### Vos tâches
#1 Recopiez fidèlement, dans la critique du disque Dvořák, le passage qui commence par « Revoilà les Talich. » et se poursuit jusqu'à « disque hors intégrale. ».
#2 Répondez aux questions suivantes d'après la critique du disque Dvořák :
(a) En quelles tonalités sont les deux quatuors enregistrés ?
(b) Quel passage la critique présente-t-elle comme le sommet du quatuor en mi bémol ?
(c) De quel compositeur l'Op. 61 se souvient-il souvent ?
#3 Prolongez la critique du disque Dvořák au-delà de sa dernière phrase.

### Texte présenté
-------

Le son doré

Revoilà les Talich. J’ai hésité longtemps avant de chroniquer ce disque, car j’en ai signé le texte de pochette. Mais impossible de ne pas vous en dire ne serait-ce que deux mots. La nouvelle formation emmenée par Jan Talich revient à Dvořák pour les quatuors en mi bémol majeur et en ut majeur, pas si courus que cela au disque hors intégrale.

Merveille, le mi bémol, si lyrique, si tendre, respire ici avec une poésie entêtante, tout en nuances, et la finesse du jeu fait entendre toute la complexité harmonique que Dvořák met à son quatuor. Sommet, la Dumka, où le son doré des Pragois invite tout un automne.

Mais l’Op. 61, qui se souvient si souvent de Beethoven, n’est pas en reste, incarné avec subtilité, chanté large et intense jusque dans ses ponctuations interrogatives. Et une fois encore le son des quatre amis, beau, rayonnant, tendre, m’émeut, comme à rebours des jeunes ensembles tchèques qui jouent anguleux en croyant être modernes.

-------

### Extraits de données

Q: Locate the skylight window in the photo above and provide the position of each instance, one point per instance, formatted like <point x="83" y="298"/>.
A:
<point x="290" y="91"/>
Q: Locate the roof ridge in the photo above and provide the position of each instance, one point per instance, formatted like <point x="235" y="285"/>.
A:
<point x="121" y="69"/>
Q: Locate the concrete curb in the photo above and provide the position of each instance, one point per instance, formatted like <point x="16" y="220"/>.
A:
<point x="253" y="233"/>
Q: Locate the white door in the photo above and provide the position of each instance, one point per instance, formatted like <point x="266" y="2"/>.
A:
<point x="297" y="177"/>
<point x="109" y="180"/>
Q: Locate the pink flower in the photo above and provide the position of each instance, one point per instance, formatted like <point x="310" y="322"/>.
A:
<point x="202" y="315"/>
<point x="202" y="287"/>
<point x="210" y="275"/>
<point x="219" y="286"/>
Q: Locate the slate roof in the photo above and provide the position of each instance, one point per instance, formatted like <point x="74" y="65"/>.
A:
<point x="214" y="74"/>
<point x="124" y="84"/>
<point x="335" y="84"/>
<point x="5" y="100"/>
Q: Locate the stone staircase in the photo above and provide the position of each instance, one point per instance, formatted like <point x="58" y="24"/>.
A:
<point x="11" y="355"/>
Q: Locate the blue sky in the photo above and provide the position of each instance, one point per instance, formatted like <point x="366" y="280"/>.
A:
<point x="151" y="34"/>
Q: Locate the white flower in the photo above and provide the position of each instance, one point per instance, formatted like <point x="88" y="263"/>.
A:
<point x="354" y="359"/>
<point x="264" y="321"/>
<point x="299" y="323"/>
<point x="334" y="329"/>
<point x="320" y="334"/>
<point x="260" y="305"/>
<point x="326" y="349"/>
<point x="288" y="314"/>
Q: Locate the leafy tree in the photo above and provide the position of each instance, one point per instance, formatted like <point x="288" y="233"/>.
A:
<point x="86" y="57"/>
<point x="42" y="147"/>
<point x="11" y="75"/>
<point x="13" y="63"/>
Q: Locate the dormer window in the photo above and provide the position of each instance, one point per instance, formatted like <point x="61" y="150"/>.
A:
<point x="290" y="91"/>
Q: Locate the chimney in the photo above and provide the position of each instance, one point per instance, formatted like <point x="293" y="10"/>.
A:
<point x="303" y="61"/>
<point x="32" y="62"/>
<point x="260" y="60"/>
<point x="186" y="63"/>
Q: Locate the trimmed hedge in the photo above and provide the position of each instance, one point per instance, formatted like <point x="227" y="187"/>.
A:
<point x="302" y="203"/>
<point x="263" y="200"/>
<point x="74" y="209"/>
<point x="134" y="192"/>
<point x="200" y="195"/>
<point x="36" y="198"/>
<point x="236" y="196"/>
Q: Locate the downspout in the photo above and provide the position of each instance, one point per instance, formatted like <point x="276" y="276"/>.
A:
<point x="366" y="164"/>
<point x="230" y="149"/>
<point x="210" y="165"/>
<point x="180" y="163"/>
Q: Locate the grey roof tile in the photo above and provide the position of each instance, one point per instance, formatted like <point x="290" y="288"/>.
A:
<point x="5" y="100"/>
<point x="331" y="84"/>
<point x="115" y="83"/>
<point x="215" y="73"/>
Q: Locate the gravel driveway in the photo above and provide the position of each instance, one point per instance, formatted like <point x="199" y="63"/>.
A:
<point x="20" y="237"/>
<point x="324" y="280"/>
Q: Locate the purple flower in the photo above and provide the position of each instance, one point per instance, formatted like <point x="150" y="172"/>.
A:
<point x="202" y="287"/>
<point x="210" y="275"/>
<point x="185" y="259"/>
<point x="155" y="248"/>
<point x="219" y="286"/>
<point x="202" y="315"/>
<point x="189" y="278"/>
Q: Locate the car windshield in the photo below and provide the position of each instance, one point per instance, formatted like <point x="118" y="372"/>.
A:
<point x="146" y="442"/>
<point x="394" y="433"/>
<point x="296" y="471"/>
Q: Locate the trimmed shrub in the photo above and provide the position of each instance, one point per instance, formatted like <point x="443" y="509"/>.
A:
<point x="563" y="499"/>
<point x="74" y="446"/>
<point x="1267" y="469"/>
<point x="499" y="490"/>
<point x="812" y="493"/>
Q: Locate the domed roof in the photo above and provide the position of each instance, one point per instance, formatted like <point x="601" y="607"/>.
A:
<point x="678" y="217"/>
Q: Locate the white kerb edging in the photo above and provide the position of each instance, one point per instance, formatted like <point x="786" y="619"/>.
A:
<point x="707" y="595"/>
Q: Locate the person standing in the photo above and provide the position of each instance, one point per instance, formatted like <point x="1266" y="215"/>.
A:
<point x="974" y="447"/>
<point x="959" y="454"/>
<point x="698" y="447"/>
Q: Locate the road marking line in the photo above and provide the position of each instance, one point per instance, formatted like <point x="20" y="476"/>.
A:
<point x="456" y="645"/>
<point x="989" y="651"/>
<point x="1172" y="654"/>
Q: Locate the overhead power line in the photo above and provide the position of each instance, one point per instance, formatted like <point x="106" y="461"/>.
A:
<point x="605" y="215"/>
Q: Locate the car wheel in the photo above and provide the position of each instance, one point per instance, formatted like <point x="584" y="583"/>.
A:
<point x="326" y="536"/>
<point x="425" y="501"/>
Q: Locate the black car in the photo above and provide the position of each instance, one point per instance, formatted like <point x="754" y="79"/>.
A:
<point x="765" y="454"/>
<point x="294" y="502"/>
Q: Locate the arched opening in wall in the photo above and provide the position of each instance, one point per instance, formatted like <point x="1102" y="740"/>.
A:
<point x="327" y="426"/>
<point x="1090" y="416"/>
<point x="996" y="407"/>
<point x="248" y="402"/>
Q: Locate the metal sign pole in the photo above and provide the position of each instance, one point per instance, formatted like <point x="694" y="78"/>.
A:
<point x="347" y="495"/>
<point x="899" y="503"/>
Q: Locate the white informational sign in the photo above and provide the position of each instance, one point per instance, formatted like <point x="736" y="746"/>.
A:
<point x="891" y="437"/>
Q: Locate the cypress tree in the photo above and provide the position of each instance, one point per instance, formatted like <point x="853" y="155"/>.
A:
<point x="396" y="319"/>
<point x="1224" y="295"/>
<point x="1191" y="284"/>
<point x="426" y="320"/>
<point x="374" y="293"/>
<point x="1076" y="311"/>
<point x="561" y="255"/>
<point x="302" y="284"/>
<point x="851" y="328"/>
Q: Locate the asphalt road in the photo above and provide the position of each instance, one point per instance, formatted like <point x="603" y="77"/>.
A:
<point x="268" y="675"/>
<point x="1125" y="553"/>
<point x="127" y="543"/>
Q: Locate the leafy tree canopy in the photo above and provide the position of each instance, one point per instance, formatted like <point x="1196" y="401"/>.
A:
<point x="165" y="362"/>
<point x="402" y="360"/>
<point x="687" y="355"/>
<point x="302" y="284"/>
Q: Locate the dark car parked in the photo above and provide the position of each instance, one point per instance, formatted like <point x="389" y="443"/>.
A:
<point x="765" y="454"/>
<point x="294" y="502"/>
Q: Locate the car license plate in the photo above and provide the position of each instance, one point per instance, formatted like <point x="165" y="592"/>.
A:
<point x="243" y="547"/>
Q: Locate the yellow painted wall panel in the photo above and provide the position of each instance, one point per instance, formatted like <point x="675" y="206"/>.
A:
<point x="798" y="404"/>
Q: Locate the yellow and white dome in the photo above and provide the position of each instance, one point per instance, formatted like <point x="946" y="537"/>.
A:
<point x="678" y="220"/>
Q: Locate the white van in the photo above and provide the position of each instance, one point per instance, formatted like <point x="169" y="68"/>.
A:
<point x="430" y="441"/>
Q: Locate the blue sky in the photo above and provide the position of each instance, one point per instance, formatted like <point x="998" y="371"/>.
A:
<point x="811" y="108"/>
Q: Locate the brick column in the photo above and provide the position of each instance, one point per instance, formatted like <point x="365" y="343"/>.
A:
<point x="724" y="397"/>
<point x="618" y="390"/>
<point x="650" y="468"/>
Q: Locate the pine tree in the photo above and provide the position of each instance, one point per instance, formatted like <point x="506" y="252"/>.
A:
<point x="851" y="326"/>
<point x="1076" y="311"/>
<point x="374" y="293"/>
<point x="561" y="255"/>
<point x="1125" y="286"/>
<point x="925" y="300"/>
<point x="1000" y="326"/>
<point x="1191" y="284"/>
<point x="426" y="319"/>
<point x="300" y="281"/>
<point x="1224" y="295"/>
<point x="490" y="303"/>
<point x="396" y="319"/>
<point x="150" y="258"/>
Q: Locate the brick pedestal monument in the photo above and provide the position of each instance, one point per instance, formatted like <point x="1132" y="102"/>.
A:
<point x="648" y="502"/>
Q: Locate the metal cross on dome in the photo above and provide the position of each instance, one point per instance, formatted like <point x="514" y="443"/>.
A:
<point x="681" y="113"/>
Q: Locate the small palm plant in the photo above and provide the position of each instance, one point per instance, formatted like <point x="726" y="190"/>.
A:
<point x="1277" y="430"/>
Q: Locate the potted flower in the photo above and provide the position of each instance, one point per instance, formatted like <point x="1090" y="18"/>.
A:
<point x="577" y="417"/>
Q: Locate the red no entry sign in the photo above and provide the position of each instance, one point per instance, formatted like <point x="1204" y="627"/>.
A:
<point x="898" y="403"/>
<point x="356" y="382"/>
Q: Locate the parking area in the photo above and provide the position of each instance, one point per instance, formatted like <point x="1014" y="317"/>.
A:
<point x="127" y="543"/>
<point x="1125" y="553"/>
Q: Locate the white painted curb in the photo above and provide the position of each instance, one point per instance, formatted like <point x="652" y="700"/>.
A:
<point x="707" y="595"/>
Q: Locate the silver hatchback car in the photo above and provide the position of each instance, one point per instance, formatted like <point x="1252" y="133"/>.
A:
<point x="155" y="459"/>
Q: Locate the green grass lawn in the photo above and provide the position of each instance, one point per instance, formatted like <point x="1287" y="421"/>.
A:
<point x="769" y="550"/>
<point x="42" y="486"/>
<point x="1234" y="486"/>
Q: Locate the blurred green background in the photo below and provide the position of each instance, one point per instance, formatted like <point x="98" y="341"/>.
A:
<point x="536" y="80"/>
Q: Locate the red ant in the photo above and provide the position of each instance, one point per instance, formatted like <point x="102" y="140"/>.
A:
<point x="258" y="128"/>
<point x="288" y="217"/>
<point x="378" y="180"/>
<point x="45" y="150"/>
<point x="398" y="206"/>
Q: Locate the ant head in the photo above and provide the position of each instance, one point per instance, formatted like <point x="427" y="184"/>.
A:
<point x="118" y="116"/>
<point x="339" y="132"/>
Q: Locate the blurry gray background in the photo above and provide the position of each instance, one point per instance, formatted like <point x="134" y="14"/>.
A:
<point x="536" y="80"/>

-------

### Réponses attendues
#1
Revoilà les Talich. J’ai hésité longtemps avant de chroniquer ce disque, car j’en ai signé le texte de pochette. Mais impossible de ne pas vous en dire ne serait-ce que deux mots. La nouvelle formation emmenée par Jan Talich revient à Dvořák pour les quatuors en mi bémol majeur et en ut majeur, pas si courus que cela au disque hors intégrale.

#2
(a) En mi bémol majeur et en ut majeur.
(b) La Dumka.
(c) De Beethoven.

#3
Ici Dvořák parle, dans son plus intime certes, mais il nous conduit aussi vers les paysages rêvés qui ont nourri sa veine lyrique si singulière. Bonheur supplémentaire, les Talich sont enfin captés dans la réalité de leur sonorité, souple, élégante, un rien viennoise par cet hédonisme des archets. Le son doré, à l’image de Prague, rien moins.

LE DISQUE DU JOUR

cover talich quartet dvorak la dolce volta
Antonín Dvořák

(1756-1791)
Quatuor à cordes No. 10 en mi bémol majeur, Op. 51 B.92
Quatuor à cordes No. 11 en ut majeur, Op. 61 B.121

Quatuor Talich
Jan Talich, violon (Joseph Gagliano, 1780)
Roman Patočka, violin (origine non identifiée, Italie, ca. 1800)
Vladimír Bukač, alto (Giovanni Battista Guadagnini and Santino Lavazza, 1725)
Petr Prause, violoncelle (Martin Stoss, Vienna, 1821)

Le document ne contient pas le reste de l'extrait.